#### THE PROBLEM
Find the lines in the entries that follow where the word "positive" occurs, and state how many there are, with no other words.

[Dataset excerpts]
________________________________________

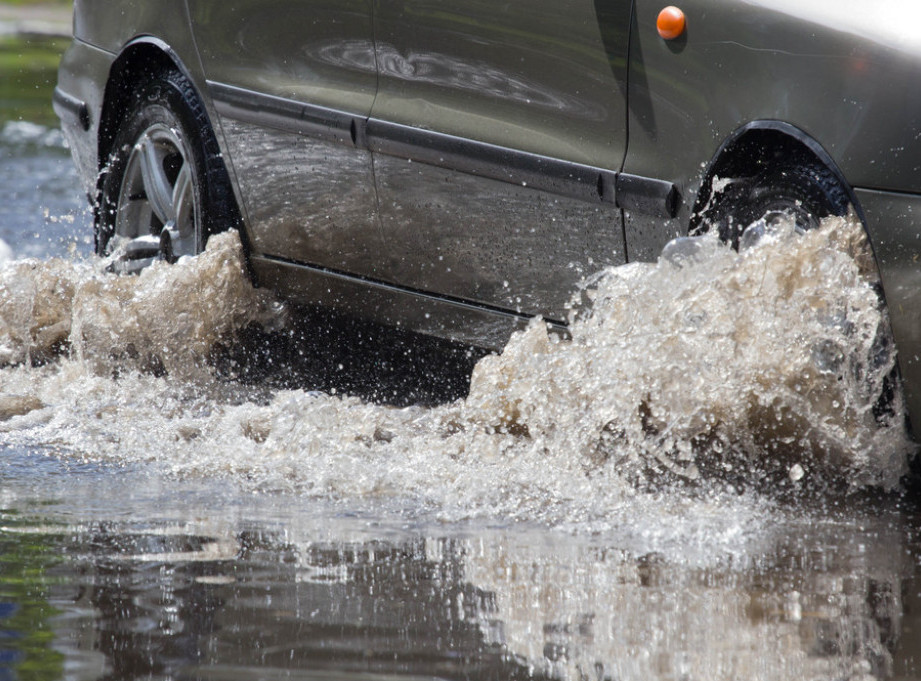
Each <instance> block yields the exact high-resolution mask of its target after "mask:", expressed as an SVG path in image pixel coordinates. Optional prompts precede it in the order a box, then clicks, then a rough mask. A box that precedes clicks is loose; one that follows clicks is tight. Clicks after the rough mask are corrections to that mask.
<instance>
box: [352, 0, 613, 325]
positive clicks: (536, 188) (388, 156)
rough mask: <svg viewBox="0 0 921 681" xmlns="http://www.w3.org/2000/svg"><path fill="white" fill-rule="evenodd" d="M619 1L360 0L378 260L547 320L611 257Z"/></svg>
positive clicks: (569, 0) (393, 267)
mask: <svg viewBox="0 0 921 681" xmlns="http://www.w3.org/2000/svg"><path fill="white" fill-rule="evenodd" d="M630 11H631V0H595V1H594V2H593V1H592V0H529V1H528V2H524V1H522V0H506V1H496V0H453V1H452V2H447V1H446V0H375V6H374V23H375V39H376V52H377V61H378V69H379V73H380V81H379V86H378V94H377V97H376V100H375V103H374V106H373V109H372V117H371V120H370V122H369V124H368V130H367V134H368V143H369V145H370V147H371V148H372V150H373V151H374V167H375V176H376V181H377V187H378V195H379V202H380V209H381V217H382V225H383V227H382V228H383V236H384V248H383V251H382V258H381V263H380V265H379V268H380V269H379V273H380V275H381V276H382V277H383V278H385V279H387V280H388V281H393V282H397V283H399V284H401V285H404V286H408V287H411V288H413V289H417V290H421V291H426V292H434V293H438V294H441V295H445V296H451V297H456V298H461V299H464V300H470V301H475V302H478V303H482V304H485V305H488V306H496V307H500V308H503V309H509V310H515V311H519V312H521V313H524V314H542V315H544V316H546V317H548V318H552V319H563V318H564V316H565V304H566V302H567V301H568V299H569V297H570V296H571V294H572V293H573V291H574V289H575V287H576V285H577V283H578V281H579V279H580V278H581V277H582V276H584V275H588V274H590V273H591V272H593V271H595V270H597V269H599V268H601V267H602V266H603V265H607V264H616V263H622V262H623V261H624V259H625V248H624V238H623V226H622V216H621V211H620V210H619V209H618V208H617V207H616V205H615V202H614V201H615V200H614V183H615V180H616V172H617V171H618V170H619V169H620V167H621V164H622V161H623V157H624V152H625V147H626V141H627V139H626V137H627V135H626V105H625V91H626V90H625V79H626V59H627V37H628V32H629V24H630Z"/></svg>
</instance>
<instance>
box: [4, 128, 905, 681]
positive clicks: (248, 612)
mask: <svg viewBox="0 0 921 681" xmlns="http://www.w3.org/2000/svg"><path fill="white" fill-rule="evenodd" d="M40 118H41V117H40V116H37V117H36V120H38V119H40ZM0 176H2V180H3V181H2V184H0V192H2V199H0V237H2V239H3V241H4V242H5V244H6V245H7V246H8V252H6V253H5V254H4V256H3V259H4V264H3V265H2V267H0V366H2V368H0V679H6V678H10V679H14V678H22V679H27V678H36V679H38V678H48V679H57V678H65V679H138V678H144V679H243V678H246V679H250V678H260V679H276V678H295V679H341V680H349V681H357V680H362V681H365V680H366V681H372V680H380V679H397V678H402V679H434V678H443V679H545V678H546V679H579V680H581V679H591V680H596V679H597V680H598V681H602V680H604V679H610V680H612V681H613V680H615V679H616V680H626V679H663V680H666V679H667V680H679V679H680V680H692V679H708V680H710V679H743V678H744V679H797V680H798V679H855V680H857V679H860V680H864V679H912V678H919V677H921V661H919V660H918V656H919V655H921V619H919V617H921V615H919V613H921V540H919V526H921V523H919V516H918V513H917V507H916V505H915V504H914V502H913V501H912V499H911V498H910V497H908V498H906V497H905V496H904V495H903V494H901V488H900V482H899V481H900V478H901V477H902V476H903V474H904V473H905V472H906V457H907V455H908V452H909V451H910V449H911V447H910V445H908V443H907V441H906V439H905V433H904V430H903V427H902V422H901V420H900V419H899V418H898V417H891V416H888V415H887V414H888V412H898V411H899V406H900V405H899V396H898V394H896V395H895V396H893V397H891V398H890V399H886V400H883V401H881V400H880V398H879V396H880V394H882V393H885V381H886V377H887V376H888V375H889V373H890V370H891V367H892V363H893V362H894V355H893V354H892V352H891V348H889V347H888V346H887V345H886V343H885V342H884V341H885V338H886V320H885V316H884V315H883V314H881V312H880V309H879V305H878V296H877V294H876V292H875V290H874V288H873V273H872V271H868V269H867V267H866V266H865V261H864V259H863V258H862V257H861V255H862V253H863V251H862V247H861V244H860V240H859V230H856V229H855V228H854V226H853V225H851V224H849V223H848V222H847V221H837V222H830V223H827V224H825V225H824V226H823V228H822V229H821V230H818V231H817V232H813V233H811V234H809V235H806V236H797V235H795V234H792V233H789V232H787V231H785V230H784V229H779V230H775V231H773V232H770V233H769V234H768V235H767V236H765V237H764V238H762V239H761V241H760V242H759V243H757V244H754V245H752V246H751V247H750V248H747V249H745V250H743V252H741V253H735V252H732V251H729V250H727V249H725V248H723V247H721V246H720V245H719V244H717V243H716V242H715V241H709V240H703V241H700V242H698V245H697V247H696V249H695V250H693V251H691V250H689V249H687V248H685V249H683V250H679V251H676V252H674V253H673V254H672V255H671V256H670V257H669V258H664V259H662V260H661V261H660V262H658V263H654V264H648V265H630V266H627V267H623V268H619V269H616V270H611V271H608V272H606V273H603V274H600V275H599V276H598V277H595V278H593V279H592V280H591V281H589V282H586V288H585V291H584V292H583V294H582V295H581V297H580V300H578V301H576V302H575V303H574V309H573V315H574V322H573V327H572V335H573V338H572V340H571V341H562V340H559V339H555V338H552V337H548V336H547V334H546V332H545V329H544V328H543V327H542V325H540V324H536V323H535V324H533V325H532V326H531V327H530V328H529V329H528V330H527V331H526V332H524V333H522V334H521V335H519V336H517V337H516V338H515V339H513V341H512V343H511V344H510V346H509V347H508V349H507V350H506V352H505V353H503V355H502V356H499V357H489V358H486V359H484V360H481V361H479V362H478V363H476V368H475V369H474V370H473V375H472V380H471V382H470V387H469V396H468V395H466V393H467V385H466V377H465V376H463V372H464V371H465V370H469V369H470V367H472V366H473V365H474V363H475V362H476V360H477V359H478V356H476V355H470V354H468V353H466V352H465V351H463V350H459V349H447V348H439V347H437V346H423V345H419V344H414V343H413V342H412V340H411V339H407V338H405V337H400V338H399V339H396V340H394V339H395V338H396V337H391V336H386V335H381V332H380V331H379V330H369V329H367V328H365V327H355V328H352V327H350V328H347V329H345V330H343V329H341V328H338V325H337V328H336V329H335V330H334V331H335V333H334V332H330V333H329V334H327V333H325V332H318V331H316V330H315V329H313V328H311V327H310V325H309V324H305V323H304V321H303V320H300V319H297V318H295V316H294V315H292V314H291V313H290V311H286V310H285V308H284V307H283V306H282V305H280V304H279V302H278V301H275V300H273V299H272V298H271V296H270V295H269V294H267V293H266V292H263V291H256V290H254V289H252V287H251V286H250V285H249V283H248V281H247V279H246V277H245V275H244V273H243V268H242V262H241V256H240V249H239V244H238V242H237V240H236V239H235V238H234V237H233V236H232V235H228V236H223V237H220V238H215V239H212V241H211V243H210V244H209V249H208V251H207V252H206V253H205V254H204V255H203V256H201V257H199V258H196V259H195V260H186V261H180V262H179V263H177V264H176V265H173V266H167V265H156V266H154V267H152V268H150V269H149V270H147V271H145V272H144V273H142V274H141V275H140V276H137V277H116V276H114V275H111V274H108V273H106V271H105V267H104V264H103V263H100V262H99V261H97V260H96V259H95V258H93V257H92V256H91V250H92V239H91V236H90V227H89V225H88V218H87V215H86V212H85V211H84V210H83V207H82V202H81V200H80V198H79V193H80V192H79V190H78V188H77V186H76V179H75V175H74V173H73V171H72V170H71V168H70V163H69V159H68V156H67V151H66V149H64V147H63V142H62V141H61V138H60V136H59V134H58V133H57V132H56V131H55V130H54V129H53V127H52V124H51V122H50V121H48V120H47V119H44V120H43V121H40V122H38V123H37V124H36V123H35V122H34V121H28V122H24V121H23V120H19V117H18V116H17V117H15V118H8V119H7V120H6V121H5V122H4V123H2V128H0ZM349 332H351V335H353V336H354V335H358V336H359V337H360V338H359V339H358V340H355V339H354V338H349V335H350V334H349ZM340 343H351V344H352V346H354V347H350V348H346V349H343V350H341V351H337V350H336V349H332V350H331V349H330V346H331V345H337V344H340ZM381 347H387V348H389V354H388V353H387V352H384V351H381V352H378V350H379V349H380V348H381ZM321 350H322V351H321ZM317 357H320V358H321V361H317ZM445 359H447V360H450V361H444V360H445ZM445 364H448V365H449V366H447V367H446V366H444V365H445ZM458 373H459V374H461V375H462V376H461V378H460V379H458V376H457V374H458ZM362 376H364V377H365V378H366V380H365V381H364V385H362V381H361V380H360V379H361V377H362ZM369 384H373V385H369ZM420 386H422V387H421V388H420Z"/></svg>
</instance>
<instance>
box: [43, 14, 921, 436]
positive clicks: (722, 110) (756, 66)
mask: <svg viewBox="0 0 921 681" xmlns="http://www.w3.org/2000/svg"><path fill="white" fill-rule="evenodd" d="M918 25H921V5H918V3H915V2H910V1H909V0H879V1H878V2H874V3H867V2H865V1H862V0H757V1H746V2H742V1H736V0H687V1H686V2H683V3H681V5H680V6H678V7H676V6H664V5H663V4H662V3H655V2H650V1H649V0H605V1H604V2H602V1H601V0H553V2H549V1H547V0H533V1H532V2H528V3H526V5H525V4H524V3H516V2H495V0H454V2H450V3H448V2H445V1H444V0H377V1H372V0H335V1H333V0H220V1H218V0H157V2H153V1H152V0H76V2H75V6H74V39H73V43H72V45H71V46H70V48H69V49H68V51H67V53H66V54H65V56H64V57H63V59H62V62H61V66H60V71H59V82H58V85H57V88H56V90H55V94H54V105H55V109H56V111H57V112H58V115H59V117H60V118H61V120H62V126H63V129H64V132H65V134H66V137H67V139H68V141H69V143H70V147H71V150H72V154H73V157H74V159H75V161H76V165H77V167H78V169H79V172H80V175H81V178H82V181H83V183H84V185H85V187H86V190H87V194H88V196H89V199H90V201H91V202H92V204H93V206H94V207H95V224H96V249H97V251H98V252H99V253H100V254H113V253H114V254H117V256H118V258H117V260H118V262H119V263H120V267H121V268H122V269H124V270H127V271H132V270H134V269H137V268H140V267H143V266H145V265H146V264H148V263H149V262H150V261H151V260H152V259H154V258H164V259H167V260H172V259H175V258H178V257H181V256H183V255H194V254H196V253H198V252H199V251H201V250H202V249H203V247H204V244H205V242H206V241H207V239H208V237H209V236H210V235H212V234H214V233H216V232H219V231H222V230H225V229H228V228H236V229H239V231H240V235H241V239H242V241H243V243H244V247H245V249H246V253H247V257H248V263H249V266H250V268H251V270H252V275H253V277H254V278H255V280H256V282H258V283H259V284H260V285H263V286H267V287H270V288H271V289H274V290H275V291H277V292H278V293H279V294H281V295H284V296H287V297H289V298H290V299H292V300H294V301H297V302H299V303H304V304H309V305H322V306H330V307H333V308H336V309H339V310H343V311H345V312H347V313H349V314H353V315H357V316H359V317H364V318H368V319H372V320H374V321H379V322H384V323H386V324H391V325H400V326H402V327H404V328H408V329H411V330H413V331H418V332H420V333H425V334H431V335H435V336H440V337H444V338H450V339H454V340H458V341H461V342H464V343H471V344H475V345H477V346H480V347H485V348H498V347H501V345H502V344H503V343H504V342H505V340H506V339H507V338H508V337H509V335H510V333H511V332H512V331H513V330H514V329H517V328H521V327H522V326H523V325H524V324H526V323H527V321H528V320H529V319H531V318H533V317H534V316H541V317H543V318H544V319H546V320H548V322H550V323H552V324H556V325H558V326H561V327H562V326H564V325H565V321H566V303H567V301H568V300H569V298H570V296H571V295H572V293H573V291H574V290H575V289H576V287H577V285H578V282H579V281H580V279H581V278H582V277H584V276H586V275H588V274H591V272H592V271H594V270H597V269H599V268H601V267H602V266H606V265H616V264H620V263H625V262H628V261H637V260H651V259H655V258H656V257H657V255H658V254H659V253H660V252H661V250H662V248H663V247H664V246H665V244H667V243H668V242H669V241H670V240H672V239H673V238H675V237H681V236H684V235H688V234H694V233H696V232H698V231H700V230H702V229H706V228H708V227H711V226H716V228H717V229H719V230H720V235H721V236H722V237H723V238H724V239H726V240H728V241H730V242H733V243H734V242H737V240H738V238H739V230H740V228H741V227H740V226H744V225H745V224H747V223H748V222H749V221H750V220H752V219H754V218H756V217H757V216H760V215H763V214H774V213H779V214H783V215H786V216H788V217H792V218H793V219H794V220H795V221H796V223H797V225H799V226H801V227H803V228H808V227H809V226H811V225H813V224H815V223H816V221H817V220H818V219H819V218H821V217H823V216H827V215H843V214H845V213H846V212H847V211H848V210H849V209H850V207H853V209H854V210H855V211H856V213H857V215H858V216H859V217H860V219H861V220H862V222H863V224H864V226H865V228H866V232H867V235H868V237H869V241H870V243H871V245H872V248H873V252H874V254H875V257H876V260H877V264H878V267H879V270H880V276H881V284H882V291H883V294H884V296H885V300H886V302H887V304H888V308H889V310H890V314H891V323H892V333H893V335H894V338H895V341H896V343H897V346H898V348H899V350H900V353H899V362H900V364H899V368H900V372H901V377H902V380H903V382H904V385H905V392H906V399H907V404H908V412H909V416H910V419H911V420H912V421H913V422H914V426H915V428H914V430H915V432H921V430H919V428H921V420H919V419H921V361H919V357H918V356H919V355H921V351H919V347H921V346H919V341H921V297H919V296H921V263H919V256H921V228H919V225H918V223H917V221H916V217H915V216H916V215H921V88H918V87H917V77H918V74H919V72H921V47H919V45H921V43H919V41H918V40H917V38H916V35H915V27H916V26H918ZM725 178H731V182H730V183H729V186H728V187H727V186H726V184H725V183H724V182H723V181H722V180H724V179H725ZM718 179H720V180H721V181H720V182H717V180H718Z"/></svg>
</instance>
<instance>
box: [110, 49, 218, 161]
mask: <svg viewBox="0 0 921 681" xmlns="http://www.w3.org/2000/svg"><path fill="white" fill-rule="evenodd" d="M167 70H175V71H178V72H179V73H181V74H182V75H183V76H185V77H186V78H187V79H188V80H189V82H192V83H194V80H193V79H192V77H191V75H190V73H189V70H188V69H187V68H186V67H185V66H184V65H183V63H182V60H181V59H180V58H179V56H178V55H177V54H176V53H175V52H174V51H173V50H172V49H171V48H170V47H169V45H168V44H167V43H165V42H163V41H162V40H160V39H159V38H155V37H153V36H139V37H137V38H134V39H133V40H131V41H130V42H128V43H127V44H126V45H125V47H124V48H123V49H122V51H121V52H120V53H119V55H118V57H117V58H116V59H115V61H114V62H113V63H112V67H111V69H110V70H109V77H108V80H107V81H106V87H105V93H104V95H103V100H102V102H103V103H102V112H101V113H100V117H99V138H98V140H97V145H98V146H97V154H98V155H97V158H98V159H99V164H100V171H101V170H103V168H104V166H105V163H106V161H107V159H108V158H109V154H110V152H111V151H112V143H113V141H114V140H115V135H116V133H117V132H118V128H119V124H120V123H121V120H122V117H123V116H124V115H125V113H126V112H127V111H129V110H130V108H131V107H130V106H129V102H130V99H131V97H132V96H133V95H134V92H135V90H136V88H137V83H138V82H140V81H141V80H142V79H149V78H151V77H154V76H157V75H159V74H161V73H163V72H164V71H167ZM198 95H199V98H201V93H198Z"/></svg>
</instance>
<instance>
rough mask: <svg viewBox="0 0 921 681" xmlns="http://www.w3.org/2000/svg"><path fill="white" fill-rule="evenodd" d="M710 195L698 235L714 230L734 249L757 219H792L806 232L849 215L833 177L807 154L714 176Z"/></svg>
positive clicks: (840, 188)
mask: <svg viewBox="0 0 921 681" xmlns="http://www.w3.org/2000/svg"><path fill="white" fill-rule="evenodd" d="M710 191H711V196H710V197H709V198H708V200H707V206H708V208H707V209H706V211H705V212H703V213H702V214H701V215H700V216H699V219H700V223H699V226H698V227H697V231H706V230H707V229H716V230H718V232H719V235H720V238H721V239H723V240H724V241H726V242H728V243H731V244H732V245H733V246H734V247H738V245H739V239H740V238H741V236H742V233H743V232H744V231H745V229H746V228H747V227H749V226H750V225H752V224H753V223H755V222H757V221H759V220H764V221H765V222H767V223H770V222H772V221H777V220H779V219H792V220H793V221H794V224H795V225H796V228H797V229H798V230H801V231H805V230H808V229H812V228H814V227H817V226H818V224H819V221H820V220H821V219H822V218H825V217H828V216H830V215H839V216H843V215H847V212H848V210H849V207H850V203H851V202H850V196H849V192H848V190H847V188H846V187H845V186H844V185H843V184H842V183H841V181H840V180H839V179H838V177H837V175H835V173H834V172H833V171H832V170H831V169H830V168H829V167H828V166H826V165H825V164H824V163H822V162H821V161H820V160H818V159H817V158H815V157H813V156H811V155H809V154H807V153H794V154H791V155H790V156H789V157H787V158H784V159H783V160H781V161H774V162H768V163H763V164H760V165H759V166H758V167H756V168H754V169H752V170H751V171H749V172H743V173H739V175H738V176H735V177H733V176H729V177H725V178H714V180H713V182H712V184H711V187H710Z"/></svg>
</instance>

________________________________________

#### PROBLEM SOLUTION
5